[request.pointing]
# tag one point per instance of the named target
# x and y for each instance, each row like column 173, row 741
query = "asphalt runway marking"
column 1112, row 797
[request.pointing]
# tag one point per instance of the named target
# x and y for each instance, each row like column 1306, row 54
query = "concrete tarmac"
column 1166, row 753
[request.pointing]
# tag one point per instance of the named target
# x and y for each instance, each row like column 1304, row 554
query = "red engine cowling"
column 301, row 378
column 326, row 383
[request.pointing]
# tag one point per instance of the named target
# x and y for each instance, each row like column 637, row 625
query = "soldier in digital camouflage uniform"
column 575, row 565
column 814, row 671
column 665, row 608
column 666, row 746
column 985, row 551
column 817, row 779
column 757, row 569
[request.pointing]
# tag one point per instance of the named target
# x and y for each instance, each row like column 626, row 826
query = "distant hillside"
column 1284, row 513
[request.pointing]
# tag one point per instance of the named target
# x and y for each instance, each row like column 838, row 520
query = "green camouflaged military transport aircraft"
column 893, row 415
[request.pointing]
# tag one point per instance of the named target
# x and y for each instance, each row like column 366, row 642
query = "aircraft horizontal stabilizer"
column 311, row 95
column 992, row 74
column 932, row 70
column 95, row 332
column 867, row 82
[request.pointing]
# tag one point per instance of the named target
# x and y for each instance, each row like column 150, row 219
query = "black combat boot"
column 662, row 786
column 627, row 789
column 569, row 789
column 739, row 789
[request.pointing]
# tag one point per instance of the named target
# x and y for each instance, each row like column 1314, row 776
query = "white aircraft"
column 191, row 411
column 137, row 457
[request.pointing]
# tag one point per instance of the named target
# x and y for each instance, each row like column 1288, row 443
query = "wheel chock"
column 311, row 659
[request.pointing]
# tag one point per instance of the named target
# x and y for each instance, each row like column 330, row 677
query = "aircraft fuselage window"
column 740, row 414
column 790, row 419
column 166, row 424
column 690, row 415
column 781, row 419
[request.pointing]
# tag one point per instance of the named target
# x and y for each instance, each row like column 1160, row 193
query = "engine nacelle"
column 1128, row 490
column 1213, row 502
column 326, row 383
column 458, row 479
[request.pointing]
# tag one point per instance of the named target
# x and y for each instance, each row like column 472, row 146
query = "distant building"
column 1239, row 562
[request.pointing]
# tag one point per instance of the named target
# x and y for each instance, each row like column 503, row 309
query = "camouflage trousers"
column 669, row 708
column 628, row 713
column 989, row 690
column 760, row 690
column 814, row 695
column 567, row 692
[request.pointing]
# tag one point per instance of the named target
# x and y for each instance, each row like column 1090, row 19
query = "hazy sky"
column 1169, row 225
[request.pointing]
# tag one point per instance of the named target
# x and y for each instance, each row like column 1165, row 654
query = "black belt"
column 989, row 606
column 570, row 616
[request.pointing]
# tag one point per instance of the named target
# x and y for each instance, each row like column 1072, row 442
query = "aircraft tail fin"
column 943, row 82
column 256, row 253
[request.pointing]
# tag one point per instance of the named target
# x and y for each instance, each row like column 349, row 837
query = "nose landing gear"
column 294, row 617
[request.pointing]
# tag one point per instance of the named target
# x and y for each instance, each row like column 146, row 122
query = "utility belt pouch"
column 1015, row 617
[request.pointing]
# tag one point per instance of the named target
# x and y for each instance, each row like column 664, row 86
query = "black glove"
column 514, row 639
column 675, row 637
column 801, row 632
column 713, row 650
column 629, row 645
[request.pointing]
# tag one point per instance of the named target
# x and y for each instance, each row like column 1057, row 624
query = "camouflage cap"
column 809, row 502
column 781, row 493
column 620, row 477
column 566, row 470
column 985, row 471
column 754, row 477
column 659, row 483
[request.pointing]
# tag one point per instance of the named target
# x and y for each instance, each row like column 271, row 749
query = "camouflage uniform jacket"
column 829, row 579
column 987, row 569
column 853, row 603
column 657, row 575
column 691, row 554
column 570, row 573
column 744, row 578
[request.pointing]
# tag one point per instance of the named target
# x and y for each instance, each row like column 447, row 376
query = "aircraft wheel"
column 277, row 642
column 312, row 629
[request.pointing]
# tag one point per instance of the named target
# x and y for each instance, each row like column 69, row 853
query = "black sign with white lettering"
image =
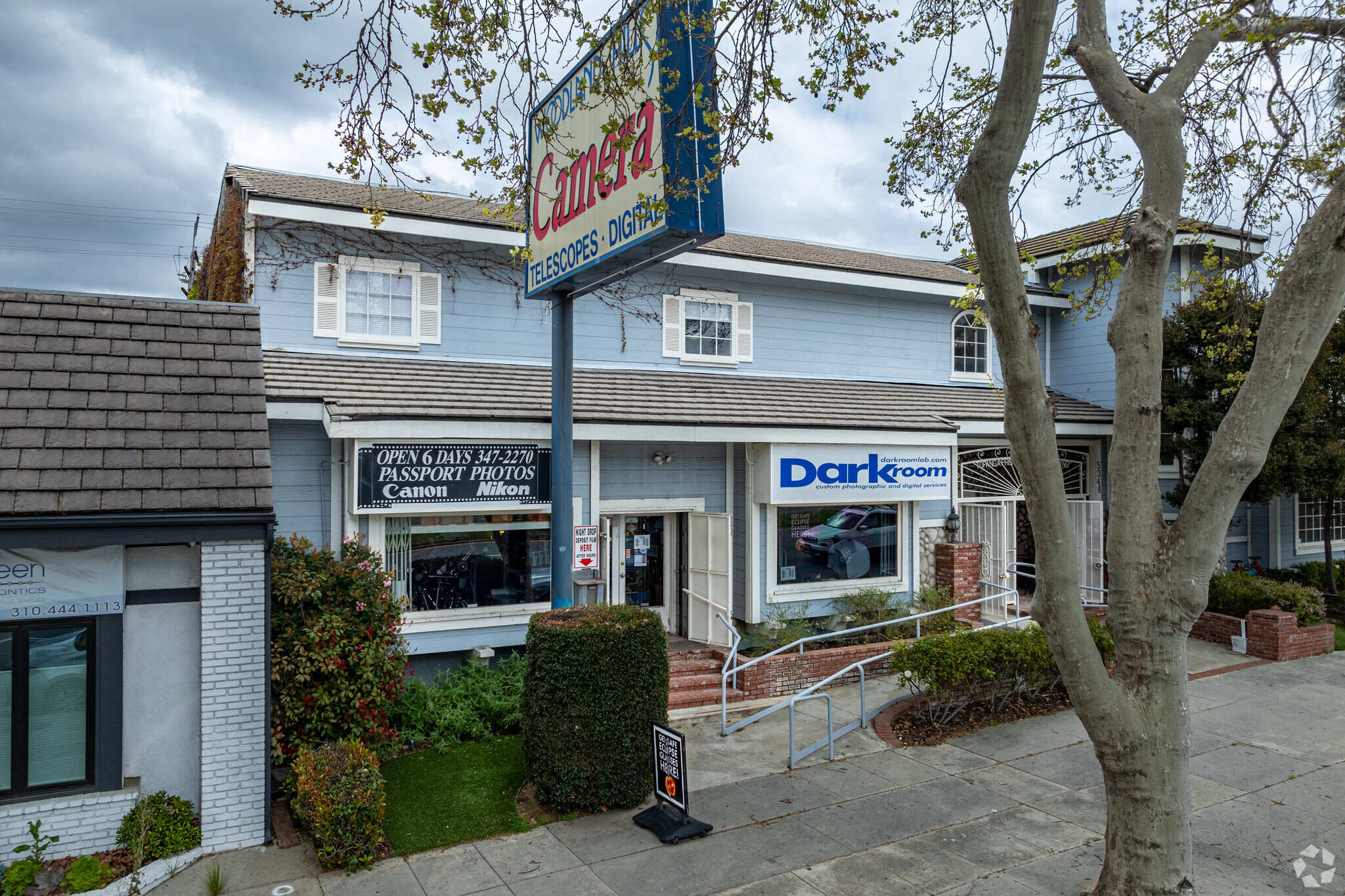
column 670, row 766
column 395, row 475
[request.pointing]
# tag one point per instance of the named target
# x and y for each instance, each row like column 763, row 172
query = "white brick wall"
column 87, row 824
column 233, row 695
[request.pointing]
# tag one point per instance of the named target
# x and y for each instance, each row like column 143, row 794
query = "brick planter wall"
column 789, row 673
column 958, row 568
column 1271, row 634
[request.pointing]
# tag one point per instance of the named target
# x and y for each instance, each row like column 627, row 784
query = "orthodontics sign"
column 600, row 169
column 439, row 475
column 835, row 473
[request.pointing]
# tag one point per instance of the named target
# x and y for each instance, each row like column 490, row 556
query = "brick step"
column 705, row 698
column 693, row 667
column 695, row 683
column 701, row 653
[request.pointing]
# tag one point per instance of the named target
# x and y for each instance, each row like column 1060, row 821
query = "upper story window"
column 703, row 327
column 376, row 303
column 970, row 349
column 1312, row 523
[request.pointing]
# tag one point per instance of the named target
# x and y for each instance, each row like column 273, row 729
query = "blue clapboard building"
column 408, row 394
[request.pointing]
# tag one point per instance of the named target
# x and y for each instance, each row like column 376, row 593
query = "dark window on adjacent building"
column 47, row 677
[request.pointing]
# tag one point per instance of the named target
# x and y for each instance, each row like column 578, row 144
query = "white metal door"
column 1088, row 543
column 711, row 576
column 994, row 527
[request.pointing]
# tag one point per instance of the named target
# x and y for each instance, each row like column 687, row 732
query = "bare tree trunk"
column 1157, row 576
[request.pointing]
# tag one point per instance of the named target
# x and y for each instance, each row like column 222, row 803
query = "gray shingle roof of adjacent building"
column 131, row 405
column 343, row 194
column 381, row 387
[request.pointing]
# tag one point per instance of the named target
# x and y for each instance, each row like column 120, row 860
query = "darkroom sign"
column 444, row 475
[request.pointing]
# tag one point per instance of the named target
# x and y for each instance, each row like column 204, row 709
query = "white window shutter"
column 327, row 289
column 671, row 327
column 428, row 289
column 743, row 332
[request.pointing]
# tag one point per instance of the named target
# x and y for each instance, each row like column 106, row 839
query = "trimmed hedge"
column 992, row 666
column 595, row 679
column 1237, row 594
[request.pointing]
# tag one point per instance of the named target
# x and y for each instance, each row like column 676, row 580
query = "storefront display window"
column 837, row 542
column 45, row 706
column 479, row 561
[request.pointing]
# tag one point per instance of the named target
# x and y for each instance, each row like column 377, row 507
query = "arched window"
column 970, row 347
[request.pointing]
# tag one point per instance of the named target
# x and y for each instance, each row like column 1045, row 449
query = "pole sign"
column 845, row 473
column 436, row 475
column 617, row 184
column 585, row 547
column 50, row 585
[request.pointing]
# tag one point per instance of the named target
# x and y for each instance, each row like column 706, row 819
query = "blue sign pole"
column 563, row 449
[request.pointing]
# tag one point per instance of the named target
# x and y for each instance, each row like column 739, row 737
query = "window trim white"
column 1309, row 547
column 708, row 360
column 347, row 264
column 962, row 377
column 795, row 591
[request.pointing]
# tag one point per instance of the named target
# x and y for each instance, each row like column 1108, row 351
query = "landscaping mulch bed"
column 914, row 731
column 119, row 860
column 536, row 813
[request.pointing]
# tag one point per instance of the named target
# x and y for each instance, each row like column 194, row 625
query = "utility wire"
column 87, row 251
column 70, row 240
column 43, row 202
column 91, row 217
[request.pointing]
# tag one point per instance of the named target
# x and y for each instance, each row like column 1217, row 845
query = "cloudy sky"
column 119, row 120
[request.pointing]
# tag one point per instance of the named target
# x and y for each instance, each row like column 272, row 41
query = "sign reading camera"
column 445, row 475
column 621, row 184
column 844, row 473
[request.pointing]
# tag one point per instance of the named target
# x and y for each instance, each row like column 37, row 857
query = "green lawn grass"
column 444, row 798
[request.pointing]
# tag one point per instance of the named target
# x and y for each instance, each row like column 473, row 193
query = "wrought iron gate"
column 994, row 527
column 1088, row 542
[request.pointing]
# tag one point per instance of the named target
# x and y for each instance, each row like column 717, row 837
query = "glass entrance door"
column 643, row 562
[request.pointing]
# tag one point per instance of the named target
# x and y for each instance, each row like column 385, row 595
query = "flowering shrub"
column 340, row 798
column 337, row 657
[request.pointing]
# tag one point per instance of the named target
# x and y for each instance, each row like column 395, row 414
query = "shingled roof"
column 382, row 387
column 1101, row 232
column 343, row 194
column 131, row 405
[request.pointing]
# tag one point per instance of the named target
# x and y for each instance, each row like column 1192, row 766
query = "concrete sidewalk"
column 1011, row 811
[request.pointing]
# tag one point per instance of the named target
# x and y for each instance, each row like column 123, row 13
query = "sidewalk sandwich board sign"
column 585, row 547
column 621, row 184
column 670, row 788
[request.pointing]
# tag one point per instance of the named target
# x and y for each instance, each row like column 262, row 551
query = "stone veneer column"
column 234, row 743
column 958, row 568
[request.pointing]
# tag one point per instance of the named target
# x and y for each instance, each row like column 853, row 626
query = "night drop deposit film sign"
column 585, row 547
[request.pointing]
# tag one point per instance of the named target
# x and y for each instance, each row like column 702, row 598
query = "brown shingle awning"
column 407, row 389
---
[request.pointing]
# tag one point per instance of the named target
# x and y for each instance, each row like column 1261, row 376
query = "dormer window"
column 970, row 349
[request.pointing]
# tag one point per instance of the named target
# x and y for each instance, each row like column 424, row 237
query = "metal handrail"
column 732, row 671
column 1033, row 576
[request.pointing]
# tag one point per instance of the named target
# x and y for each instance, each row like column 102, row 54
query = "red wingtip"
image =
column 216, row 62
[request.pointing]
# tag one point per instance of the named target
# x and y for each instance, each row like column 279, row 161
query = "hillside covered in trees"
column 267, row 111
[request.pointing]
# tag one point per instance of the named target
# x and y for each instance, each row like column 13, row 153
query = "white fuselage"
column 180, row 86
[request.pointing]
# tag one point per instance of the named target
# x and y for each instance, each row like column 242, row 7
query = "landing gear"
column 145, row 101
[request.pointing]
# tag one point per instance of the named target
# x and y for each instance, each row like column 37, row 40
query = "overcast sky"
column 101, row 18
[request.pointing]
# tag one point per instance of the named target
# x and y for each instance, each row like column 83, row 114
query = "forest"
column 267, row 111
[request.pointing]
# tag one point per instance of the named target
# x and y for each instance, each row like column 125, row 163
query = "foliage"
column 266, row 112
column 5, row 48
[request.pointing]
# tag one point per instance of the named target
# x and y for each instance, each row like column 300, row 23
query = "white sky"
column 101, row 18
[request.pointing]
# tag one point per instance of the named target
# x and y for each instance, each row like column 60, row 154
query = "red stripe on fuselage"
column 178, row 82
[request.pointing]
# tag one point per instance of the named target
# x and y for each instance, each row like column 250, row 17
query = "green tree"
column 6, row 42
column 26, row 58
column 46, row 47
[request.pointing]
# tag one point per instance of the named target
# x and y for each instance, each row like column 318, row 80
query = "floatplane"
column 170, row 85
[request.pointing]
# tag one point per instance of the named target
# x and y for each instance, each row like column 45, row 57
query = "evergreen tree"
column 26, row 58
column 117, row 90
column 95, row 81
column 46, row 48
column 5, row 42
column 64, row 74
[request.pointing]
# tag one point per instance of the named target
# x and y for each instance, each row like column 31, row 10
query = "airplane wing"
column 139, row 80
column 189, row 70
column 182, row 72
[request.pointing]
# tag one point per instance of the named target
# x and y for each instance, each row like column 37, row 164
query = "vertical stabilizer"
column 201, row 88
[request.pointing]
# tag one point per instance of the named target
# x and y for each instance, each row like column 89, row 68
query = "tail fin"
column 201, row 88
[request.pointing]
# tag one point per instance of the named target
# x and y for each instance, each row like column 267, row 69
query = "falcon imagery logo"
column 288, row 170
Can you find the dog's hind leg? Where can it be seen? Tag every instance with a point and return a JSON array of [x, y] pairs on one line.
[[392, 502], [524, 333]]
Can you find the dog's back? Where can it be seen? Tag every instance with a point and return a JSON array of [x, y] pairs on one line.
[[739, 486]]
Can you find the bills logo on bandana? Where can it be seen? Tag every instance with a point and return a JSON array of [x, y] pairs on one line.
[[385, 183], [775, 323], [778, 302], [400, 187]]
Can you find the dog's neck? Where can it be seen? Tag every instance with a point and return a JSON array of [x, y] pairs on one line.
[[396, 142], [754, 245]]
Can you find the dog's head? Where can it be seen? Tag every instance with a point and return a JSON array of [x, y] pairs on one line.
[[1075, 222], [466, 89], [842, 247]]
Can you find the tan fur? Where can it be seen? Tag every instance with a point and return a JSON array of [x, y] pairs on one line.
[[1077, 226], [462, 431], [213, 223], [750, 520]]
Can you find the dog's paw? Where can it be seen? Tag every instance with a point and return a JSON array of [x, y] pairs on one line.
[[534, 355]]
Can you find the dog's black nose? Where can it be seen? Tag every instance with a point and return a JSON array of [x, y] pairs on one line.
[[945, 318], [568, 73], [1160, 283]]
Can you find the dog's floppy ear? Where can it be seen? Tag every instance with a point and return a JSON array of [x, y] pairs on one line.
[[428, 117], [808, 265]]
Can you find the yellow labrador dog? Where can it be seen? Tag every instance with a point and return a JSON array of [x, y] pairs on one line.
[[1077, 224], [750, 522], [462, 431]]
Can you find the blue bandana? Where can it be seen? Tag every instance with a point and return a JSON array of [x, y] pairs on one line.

* PROBLEM DESCRIPTION:
Copy out the lines of the data above, from the one holding "Can you find the dog's neck?" through the one holding "[[1075, 222], [466, 89], [842, 247]]", both included, with no changes.

* CORRECT RESULT:
Can you find the dog's neck? Where can it be seen? Tag every instance with a point and return a JSON array of [x, y] pairs on one line.
[[396, 142], [754, 245]]
Can you find the dog's head? Where can it be seen? Tag every instance with a point and return a JSON array of [x, y] pairs on one line.
[[1075, 222], [466, 89], [842, 247]]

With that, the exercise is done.